## [Instructions to follow]
Exact reproduction of all the entries is required, without any of their pictures.

Listed entries: Begin

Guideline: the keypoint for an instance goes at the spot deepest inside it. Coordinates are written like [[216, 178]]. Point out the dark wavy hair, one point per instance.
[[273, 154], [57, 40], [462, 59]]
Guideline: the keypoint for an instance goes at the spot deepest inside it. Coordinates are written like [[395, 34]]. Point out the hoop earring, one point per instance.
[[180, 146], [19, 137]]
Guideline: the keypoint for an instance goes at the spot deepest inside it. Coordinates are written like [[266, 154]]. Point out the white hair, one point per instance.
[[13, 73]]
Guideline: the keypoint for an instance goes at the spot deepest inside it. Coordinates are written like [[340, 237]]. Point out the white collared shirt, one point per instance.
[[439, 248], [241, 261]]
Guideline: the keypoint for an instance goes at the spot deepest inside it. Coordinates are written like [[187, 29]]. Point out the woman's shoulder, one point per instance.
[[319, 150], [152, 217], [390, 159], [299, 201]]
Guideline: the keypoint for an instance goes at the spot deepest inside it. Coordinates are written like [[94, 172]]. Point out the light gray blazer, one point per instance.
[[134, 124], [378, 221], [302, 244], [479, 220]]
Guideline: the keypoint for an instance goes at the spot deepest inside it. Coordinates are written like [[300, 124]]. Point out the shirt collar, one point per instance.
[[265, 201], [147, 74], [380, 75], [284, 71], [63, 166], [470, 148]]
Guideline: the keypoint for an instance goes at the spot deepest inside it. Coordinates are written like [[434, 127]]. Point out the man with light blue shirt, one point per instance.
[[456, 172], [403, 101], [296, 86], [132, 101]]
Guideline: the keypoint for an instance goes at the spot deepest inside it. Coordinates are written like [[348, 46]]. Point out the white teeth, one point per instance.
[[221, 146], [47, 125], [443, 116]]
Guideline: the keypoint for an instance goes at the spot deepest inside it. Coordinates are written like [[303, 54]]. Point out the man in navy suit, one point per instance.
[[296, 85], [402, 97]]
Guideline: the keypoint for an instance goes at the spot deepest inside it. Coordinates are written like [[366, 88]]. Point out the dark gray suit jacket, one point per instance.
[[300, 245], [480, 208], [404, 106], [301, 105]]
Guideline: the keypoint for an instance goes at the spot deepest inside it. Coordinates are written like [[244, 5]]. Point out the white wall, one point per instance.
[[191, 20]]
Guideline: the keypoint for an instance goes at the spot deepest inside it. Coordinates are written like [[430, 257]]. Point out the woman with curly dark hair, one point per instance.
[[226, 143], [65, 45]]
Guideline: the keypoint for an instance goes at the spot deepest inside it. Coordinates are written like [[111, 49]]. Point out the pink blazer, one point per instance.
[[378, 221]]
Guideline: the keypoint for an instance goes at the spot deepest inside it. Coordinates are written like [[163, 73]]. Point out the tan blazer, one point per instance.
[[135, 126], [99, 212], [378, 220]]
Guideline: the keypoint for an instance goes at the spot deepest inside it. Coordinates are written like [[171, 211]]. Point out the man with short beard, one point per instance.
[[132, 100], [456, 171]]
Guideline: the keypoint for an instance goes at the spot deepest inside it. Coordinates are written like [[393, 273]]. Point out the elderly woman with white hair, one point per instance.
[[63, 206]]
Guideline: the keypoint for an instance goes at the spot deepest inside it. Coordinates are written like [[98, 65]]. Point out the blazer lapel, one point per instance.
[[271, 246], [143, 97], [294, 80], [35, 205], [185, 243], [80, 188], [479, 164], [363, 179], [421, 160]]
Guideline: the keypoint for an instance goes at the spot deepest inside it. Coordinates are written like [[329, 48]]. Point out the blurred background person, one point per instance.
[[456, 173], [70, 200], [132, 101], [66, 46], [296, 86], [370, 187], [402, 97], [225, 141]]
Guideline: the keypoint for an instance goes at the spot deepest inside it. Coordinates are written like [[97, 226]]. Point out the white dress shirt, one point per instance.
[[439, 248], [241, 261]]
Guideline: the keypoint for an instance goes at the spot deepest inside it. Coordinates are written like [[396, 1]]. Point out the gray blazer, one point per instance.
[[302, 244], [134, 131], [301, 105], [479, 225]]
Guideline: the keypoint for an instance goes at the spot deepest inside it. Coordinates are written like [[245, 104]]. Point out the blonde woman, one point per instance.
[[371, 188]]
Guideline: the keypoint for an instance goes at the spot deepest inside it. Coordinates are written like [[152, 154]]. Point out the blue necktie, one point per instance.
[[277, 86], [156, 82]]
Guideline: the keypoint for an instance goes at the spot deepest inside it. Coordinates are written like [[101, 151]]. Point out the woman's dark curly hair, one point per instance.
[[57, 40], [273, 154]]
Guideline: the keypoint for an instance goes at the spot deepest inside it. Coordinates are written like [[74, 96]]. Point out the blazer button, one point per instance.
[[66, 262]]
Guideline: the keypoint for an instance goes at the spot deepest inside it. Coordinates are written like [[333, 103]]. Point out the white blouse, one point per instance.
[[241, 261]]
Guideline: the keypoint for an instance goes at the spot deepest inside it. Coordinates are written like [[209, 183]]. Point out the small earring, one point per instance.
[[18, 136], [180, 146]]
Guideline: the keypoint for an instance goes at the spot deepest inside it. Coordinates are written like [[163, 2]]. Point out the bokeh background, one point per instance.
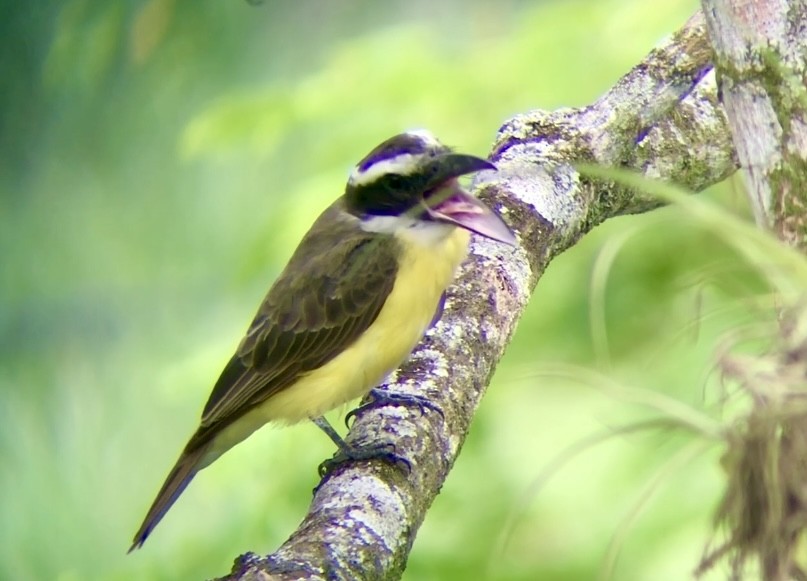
[[159, 161]]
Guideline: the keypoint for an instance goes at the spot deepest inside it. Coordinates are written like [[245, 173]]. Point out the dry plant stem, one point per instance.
[[760, 48], [662, 119]]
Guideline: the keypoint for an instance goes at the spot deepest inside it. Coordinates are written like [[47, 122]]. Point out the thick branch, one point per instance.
[[662, 119], [760, 48]]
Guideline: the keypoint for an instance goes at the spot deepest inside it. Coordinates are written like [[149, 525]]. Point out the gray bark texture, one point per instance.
[[663, 120], [760, 49]]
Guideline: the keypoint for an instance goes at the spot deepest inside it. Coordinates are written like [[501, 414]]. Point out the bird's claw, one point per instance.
[[384, 452], [381, 397]]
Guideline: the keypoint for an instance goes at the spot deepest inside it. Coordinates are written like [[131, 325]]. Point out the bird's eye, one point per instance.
[[395, 181]]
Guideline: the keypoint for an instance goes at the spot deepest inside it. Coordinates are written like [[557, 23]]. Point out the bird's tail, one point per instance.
[[181, 475]]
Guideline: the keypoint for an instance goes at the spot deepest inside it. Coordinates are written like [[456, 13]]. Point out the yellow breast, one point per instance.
[[426, 269]]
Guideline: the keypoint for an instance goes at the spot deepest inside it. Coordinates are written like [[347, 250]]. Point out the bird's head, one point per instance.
[[410, 182]]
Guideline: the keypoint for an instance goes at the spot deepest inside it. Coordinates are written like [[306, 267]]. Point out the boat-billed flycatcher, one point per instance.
[[357, 295]]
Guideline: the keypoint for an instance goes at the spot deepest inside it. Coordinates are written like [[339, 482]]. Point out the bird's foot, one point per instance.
[[348, 453], [381, 397]]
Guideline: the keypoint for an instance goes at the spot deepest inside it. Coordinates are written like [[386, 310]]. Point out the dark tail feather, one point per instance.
[[181, 475]]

Listed entries: End

## [Solution to this problem]
Guideline: the keypoint for an instance goes at the spot deepest inside it. Coordinates are written like [[216, 178]]. Point out the dark wavy hair, one point per instance.
[[273, 154], [57, 40], [462, 59]]
Guideline: the keypoint for an instance goes at the spot deepest inside it. Coordinates are written like [[395, 34]]. Point out the hoop earring, one point per instance.
[[180, 146], [19, 137]]
Guideline: the keypoint for an instance goes at the spot deepest inside it. Coordinates are written like [[266, 154]]. Point out the white hair, one point per instance.
[[13, 73]]
Guideline: the keypoint for an instance goes at the spot deepest inside it. Coordinates are written like [[340, 237]]. Point out the white collared shirt, one point per instance.
[[439, 248], [241, 261]]
Guideline: the keypoint for an instance goes at the spot deepest inside it. Coordinates are written like [[187, 29]]. Point out the woman's shoulder, one point per instance.
[[319, 150], [152, 217], [390, 159], [299, 201]]
Guideline: the keypoint for an instance goes at the spot deepest inside it. Coordinates are written like [[94, 172]]. Point out the light gray blazer, one point per instance.
[[134, 124], [378, 221], [302, 244], [479, 220]]
Guideline: the keypoint for an instance goes at the spot deepest inside it. Coordinates are written like [[300, 124]]. Point out the shirt collar, one point per instance.
[[265, 201], [147, 74], [380, 75], [284, 71], [63, 166], [470, 148]]
Guideline: the keypoint for an instance goes at the spot deepest inside it. Coordinates are written like [[434, 127]]. Point out the man with light blue shirt, one point per instance.
[[456, 172], [403, 101], [296, 86], [132, 101]]
Guideline: the keypoint for an instance goes at the spot deepest inside it. Coordinates are written like [[348, 46]]. Point out the white teeth, one point per instance.
[[221, 146], [47, 125], [443, 116]]
Guideline: the keypoint for an instance goes at the spot deepest inside it. Coordinates are written like [[303, 54]]. Point out the man in navy suit, one point per instance.
[[296, 85], [402, 97]]
Guideline: the keypoint for an instance goes at the spot deepest inside it. Coordinates are written like [[366, 88]]. Point out the dark gray suit jacket, one point per instance.
[[300, 245], [480, 208], [404, 106], [301, 105]]
Guideline: the keypoint for an instance goes at the spot deepest inside it. Coordinates are written like [[244, 5]]. Point out the white wall, one point per instance.
[[191, 20]]
Guideline: the keypoint for an instance goes at the spot deepest inside it. Coordinates are written like [[430, 257]]. Point out the woman with curly dark hair, one point per instance.
[[226, 143], [65, 45]]
Guideline: the keypoint for an instance goes at the spot deepest inside it. Coordinates are written like [[111, 49]]. Point out the pink blazer, one point per instance.
[[378, 221]]
Guideline: the keypoint for an instance goes at the spot deepest inside it. Coordinates are written like [[163, 73]]. Point out the tan blazer, one point per instance.
[[135, 126], [99, 212], [378, 220]]
Guideline: the keypoint for an instance goes at the spot deepest inside it. Coordinates are written like [[171, 211]]. Point out the man with short beard, one point per instance.
[[132, 100], [456, 171]]
Guideline: the keypoint for an instance goes at the spot deepest inside it. Coordinates are written like [[393, 273]]. Point out the elderly woman with white hair, one point per instance.
[[63, 206]]
Guideline: the keypoint for an instance goes at the spot deepest inside it. Coordinates are written like [[98, 65]]. Point out the blazer lapel, one point per instance.
[[271, 246], [143, 97], [294, 80], [35, 205], [185, 243], [80, 188], [479, 164], [363, 179], [421, 160]]
Guideline: the keypoint for an instance goes at the spot deepest inside it. Coordinates are written like [[329, 48]]. Point out the blurred background person, one point per instance.
[[456, 173], [70, 200], [132, 101], [66, 46], [296, 86], [370, 187], [402, 97], [225, 141]]
Guideline: the keypoint for an instance goes at the spot deepest inside it. Coordinates are written like [[97, 226]]. Point out the white dress shirt, one point per instance.
[[439, 248], [241, 261]]
Guideline: the keypoint for an instance goes at the spot deepest inside it. Coordinates are written like [[396, 1]]. Point out the gray blazer, one point per instance.
[[302, 244], [134, 131], [301, 105], [479, 225]]
Guideline: the keypoint for an instance goes at the spot deepest inside it. Coordinates are written like [[245, 104]]. Point out the blonde woman, one point per instance.
[[371, 188]]
Guideline: the keypoint for an instance goes at the spot deepest inside it. Coordinates are written like [[152, 154]]. Point out the blue necktie, one point per instance.
[[277, 86], [156, 82]]
Guideline: the keypoint for an instance goes at the spot deepest inside it. Coordinates are written like [[101, 151]]. Point out the woman's dark curly hair, one point per instance.
[[57, 40], [273, 154]]
Guideline: the keypoint for an instance goes at the spot deepest inside it. Coordinates are written like [[74, 96]]. Point out the blazer button, one point per instance.
[[66, 262]]
Guideline: the keypoint for an instance goes at the spot deepest inside it. Coordinates are written like [[333, 103]]. Point out the white blouse, one point per instance.
[[241, 261]]
Guideline: the keypoint for an instance goes at the spot deepest inside it. Coordinates are written like [[209, 183]]. Point out the small earring, one point per instance.
[[18, 136], [180, 146]]
Guideline: the keypoint for an instance goes at the spot deepest inside it. Coordinates are written like [[163, 2]]. Point out the bokeh background, one point per instance.
[[159, 161]]
Guideline: the keypoint for an instance goes at the spot deepest inside it. Coordinates are written like [[245, 173]]. Point out the dry plant stem, one point per instance.
[[760, 48], [662, 119]]
Guideline: the keypoint for an instance goes at the spot deepest inside it. Coordinates are written like [[47, 122]]. Point out the thick branch, one point per instance.
[[662, 119], [760, 48]]
Guideline: the keypoint for an instance goes at the spot deepest inside it. Coordinates are written like [[149, 525]]. Point out the gray bark texture, one point per instance.
[[663, 120], [760, 49]]
Guideline: the keypoint for an instance goes at the spot deepest inside it. Coordinates are written like [[501, 414]]. Point out the bird's claw, one point per instance.
[[384, 452], [381, 397]]
Guideline: the keypoint for an instance goes at the spot deepest inside it. Coordinates are written like [[131, 325]]. Point out the bird's eye, one point per instance.
[[395, 181]]
Guideline: the keypoint for an instance goes at the spot deepest inside it. Coordinates are written like [[557, 23]]. Point out the bird's tail, one point per instance.
[[181, 475]]
Guideline: the keypoint for an instance goes at the spot deepest inside it. Coordinates are written like [[456, 13]]. Point out the yellow breast, one point per instance.
[[426, 269]]
Guideline: the keypoint for an instance goes at the spot deepest inside it. Coordinates are written like [[347, 250]]. Point out the bird's head, one point per instance.
[[410, 182]]
Guideline: the keypoint for an instance goes at the spot deepest inside it. Coordinates are written like [[306, 267]]. Point out the boat-billed flycatcher, one point per instance.
[[357, 295]]
Guideline: the keypoint for an instance goes at the spot deepest inside it. Coordinates are written like [[339, 482]]. Point out the bird's foot, one point per instance.
[[348, 453], [381, 397]]
Guideline: the keypoint for an instance goes at the spot deepest inside it. Coordinates are written like [[386, 310]]. Point out the dark tail feather, one point per instance.
[[181, 475]]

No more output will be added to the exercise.